**Written request**
Return unchanged every line of the listing below, starting at the line containing "spot the distant town." and running through its final line.

--- Start Records for this exercise ---

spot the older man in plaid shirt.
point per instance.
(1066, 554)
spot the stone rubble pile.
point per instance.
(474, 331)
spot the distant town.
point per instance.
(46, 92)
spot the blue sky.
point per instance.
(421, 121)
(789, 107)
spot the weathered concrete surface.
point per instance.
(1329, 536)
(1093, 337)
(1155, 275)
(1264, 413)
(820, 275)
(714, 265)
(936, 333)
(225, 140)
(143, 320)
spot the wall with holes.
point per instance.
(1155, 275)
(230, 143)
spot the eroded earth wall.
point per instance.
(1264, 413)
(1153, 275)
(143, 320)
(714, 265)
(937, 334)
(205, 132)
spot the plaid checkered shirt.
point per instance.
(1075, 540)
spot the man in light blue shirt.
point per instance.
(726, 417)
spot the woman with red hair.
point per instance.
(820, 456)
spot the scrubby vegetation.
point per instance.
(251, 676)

--- End Records for this exercise ---

**Full answer**
spot the distant town.
point per instance.
(46, 92)
spot the blue sky.
point per instance.
(421, 121)
(789, 107)
spot the weathered concrete surface.
point per instance.
(1329, 536)
(1093, 337)
(1155, 275)
(1264, 413)
(820, 275)
(714, 265)
(936, 333)
(225, 140)
(143, 320)
spot the wall with holes.
point per instance.
(1155, 275)
(230, 143)
spot the eroded earth wall.
point per instance.
(1264, 413)
(1153, 275)
(143, 320)
(714, 265)
(937, 334)
(205, 132)
spot the plaid checkered shirt.
point per instance.
(1075, 540)
spot the man in light blue shirt.
point per instance.
(726, 417)
spot the woman with red hair.
point per instance.
(820, 456)
spot the scrubby vegetation.
point per instance.
(251, 676)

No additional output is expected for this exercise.